> Problem details: Collect each line of the material below that contains the word "uniform", matching its capitalization exactly.

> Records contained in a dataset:
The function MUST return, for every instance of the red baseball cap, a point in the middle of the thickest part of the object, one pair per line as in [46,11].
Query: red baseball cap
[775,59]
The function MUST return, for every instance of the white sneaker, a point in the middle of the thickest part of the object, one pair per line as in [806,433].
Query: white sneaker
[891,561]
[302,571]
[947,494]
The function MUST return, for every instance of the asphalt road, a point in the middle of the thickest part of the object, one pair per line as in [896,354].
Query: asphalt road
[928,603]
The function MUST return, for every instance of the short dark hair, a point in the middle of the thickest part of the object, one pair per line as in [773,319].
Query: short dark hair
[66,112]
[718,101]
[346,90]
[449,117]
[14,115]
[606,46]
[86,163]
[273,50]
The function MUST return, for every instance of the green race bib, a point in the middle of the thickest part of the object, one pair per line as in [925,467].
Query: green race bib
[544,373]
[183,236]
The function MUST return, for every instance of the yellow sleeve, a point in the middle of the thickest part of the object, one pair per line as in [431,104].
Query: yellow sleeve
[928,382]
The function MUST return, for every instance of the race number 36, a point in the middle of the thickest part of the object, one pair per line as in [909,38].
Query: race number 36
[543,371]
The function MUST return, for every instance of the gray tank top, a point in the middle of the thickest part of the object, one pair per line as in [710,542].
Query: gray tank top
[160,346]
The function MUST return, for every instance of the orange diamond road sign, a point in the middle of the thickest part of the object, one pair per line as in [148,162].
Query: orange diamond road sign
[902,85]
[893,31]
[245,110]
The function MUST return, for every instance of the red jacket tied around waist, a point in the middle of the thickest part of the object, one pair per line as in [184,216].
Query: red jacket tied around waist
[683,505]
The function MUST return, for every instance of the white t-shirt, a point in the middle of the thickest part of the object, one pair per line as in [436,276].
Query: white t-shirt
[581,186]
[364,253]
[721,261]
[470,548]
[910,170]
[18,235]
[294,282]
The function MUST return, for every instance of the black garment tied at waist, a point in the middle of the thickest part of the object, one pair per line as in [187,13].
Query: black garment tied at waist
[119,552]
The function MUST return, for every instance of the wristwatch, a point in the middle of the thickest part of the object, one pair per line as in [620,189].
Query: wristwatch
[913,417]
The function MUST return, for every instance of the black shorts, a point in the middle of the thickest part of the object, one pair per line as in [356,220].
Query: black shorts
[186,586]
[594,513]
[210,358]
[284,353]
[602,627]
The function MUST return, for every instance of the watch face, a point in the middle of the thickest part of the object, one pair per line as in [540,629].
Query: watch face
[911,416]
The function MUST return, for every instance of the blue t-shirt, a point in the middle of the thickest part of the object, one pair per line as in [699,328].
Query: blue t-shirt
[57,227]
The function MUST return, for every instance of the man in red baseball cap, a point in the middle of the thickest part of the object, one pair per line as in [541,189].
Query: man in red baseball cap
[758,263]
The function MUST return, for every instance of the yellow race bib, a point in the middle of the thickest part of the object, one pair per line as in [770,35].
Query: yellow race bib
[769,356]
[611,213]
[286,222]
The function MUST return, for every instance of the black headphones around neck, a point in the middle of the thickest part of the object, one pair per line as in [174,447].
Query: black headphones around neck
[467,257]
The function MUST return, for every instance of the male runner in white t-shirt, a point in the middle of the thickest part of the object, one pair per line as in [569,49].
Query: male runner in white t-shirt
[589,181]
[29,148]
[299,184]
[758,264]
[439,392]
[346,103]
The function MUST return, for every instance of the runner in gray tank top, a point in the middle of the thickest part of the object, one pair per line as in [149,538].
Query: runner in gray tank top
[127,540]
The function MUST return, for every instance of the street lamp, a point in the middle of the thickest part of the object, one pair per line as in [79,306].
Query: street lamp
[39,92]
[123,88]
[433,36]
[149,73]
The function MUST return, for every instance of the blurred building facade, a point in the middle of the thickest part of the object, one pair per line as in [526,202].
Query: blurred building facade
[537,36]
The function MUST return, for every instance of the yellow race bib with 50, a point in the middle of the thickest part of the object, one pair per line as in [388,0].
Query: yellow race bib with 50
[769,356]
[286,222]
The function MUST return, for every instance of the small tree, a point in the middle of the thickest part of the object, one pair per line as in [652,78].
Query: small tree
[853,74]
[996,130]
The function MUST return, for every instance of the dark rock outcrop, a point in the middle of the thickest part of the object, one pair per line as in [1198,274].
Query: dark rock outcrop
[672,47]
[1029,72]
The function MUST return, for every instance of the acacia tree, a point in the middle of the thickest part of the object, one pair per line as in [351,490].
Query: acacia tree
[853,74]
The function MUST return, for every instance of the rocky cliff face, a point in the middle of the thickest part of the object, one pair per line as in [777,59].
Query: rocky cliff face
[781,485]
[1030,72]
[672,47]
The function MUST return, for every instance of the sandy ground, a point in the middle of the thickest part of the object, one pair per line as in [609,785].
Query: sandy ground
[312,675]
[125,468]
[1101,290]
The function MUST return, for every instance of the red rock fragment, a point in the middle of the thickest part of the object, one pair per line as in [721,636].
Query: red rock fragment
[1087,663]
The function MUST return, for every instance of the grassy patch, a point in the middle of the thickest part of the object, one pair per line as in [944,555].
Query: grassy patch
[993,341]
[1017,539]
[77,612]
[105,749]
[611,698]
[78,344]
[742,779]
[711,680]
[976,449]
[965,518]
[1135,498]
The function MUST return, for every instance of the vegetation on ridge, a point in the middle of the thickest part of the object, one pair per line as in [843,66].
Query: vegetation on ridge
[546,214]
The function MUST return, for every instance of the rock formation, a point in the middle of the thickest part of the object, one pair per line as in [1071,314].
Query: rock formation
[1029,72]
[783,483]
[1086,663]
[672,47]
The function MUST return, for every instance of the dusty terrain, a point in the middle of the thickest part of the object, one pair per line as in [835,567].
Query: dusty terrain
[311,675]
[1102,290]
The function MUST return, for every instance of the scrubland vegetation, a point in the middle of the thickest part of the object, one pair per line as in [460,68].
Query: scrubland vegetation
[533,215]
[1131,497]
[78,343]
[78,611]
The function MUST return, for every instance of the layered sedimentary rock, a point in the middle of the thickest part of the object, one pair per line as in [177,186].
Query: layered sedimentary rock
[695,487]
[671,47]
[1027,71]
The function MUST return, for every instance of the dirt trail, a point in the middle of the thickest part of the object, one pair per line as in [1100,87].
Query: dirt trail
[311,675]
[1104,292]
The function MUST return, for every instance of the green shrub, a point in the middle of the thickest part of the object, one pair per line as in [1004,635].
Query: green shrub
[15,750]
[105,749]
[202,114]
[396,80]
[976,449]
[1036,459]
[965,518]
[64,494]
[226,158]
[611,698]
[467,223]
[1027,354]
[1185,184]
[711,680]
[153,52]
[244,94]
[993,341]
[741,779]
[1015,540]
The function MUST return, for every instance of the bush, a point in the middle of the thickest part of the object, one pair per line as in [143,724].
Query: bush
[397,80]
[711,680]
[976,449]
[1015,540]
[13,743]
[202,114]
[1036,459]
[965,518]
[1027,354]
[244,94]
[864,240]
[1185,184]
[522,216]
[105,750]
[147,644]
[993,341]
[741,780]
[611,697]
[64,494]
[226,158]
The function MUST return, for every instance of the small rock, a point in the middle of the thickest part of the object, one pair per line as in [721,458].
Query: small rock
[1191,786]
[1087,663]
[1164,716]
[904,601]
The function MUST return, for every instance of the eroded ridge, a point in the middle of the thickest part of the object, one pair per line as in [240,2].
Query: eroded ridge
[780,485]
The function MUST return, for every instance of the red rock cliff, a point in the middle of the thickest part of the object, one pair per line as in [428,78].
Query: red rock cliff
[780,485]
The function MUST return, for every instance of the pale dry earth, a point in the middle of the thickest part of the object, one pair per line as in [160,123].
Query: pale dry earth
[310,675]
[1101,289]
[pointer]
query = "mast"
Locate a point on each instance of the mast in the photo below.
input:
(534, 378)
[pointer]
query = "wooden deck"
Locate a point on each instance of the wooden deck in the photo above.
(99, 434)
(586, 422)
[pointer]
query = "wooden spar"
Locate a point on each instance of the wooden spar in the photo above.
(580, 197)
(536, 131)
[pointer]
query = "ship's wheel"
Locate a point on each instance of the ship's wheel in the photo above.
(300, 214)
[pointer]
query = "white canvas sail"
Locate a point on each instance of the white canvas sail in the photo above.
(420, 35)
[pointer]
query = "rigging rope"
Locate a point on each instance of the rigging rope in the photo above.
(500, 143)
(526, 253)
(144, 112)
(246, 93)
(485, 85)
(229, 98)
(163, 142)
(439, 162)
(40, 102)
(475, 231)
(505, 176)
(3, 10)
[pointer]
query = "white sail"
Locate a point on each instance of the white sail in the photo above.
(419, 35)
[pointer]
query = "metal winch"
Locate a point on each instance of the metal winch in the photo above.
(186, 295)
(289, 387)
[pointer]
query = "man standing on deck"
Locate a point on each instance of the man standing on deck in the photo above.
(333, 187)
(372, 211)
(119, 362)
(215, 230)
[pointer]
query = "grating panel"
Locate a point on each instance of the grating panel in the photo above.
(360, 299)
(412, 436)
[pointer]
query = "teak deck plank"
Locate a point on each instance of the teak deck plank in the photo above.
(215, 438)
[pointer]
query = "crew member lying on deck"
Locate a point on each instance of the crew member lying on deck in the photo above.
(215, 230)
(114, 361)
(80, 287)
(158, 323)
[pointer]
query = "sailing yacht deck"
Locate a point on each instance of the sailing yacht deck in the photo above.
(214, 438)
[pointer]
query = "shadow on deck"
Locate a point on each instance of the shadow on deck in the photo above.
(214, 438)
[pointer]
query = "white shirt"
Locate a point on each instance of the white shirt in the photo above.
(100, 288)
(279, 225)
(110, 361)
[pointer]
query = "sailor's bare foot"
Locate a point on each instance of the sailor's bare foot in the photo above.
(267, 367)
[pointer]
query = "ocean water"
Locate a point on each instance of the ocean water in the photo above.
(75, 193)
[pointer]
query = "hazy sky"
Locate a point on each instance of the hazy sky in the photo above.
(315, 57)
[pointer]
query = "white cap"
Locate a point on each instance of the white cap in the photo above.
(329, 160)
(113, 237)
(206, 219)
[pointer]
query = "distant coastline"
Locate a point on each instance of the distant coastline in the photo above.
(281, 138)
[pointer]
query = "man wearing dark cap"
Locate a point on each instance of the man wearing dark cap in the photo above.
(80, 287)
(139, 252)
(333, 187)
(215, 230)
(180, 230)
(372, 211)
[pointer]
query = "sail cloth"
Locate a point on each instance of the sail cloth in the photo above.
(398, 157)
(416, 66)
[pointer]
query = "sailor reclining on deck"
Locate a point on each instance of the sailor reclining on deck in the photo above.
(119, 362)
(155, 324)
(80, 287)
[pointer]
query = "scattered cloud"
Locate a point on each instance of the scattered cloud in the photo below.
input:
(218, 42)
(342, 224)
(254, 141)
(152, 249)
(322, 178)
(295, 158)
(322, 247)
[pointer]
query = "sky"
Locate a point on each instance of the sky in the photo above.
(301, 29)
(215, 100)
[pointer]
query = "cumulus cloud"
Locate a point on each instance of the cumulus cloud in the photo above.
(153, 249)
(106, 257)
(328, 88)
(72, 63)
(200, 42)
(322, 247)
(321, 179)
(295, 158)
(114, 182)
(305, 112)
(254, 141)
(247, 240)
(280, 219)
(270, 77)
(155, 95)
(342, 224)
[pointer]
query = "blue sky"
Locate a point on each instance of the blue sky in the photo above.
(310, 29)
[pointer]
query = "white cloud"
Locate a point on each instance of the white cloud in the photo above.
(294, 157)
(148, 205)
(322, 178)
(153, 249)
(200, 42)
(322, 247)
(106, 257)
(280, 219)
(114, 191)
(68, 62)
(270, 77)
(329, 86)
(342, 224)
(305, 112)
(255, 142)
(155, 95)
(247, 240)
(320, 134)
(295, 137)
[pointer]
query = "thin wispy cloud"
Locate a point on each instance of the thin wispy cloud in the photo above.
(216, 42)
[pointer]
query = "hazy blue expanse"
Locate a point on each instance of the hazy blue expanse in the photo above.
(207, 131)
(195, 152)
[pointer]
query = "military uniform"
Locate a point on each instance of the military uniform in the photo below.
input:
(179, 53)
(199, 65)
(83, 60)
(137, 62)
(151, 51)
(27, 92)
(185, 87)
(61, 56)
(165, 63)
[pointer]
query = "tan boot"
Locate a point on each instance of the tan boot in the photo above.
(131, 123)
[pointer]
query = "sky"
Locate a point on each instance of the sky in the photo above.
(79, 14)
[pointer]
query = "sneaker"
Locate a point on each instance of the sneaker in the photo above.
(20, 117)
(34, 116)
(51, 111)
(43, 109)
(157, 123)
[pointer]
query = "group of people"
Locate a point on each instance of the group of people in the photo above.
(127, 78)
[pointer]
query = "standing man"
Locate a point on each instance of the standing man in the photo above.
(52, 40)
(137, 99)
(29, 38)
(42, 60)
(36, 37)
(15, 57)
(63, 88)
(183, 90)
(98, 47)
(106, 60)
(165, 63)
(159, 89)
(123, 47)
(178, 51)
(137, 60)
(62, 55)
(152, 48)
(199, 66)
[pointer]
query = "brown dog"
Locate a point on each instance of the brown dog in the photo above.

> Response to the task:
query = "military uniform"
Locate a point on each instance of the military uniform in the photo below.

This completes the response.